ЗАДАНИЯ.
[A] Какими словами, согласно тексту о доброте, преподобный Серафим Саровский обращался к каждому человеку?
[B] Объясните, пожалуйста, по тексту о доброте, почему преподобный Серафим Саровский обращался к каждому человеку именно так.

ТЕКСТ СТРАНИЦЫ.
::::::::::

Такая сердечная доброта человека есть излучающаяся благость Самого Создателя, верно воспринятая и передаваемая в мир. А Божия Благодать не ищет заслуг, но изливает себя «на праведных и неправедных» (Мф 5:45). И когда Божия Благодать льется через человеческое сердце, светит и согревает, тогда невыносимый раздор в человечестве начинает стихать, и ненависть опоминается, и зависть стыдится, и посягание приходит в смущение. Ибо доброта несет людям благую весть о воссоединении. Она есть дыхание утраченного блаженства. Ей дано, как солнцу, растапливать льды и, как огню, плавить камни…
Все это означает, что истинно доброе сердце живет в ткани Божией и чует свою сокровенную связь с остальным человечеством. Оно не отъединяется от этой ткани, не посягает и не враждует. Оно вчувствуется в жизнь другого, в жизнь каждого, отзывается и готово помогать. Такой человек смотрит в мир доброжелательно, ласково, сострадательно. И самый взор его есть уже благодеяние для ожесточенных; и слова его звучат как призыв вернуться на родину. И каждое существо, вступающее в поле его зрения, вызывает в нем луч благоволения, зажигает в нем огонь Божией доброты и дарит ему радость. Вот почему преподобный Серафим Саровский говорил каждому человеку: «радость моя!!»… И эти простые, но таинственные слова из райских селений были сразу излиянием личного сердца и евангельским зовом в Лоно Отца. Ибо человек человеку во Христе – не волк и не враг, а свет и радость…
Доброта есть целебный бальзам на раны мира, болеутоляющее лекарство для душевных разрывов и духовных ран. Она живет мечтой и созерцанием в блаженном первобытии, в предвечном лоне всех вещей; она как бы пророчествует о грядущем воссоединении в Боге; и бережет в земной жизни священную ткань благоволения, мира и всеединства…
Какая же культура возможна без доброты? Культура есть единый дух у многих душ; единая общая ткань у особливых, разъединенных людей; и возникает она в творческом общении одиноких созерцателей. Как же можно создать ее без доброты?..

::::::::::

Данные об указательных описаниях по фотографиям
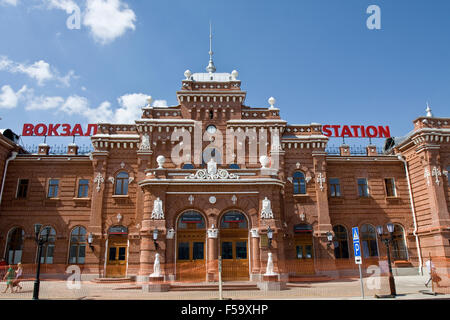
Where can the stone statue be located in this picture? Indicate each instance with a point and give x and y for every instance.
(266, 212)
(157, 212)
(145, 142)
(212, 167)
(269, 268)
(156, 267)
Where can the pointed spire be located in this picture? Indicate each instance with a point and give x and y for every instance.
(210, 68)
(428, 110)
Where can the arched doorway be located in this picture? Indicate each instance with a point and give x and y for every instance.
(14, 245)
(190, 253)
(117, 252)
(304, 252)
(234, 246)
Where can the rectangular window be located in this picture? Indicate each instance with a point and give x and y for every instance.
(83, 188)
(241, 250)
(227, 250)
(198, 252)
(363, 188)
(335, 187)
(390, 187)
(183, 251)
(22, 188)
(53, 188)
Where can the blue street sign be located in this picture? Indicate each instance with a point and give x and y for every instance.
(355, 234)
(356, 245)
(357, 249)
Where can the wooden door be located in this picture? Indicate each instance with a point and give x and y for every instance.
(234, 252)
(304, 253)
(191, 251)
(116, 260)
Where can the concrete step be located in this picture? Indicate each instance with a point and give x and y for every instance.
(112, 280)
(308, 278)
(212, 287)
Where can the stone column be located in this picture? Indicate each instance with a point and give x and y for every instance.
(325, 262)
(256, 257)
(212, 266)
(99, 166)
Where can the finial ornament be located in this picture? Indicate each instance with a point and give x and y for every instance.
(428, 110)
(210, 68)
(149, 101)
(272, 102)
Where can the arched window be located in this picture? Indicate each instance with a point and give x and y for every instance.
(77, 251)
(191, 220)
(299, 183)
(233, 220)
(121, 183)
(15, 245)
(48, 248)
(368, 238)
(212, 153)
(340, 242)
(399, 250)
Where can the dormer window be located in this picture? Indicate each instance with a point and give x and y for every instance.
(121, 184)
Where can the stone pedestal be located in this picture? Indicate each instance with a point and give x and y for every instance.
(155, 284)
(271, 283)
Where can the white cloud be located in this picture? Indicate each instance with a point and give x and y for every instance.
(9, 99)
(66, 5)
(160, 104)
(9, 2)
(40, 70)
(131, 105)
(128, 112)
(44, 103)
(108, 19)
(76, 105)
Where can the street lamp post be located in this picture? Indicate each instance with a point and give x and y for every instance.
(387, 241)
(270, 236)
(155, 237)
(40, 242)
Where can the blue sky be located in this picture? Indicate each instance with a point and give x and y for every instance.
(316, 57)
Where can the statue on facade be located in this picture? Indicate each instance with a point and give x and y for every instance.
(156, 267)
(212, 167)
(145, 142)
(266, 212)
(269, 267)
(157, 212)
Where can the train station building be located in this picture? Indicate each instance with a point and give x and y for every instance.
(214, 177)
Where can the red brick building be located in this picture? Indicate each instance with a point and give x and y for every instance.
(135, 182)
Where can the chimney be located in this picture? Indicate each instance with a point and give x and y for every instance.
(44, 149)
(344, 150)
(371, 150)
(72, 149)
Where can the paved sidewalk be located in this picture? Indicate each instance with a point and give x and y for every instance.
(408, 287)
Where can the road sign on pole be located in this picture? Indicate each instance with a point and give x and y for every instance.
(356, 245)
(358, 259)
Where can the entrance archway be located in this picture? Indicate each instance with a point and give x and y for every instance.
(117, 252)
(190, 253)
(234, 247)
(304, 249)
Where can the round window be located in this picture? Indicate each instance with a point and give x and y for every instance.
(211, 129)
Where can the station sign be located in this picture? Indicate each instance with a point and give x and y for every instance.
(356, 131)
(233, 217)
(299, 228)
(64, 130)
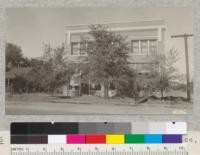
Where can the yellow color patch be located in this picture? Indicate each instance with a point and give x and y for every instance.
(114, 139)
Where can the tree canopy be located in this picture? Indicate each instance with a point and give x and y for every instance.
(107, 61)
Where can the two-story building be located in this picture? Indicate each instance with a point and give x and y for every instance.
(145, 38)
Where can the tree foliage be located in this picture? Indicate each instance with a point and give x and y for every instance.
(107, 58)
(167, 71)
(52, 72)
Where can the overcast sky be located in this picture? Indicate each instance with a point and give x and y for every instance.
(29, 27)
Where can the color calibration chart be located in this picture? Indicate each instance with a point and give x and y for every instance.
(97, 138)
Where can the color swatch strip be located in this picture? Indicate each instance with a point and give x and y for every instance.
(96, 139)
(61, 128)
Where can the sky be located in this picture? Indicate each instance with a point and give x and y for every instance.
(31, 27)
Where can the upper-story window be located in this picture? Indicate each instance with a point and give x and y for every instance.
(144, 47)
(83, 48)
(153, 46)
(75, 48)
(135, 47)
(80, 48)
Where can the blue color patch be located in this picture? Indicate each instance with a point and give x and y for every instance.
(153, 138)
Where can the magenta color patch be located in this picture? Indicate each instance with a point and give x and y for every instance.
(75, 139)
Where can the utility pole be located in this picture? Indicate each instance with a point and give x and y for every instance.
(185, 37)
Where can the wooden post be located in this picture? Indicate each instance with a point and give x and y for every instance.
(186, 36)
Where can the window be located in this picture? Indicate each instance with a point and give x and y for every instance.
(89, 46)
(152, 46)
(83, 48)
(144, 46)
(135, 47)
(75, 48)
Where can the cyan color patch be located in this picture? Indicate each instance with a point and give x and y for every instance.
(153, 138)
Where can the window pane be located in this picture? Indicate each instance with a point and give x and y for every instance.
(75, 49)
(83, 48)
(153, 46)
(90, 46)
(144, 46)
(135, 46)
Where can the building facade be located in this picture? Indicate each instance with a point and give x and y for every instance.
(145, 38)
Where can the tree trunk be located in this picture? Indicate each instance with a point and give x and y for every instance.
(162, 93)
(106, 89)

::::::::::

ОТВЕТЫ.
[A] Он говорил каждому: «радость моя!!»

[B] В тексте сказано, что у человека с истинно добрым сердцем каждое существо, вступающее в поле его зрения, вызывает луч благоволения, зажигает огонь Божией доброты и дарит ему радость. Поэтому Серафим Саровский и говорил каждому: «радость моя!!»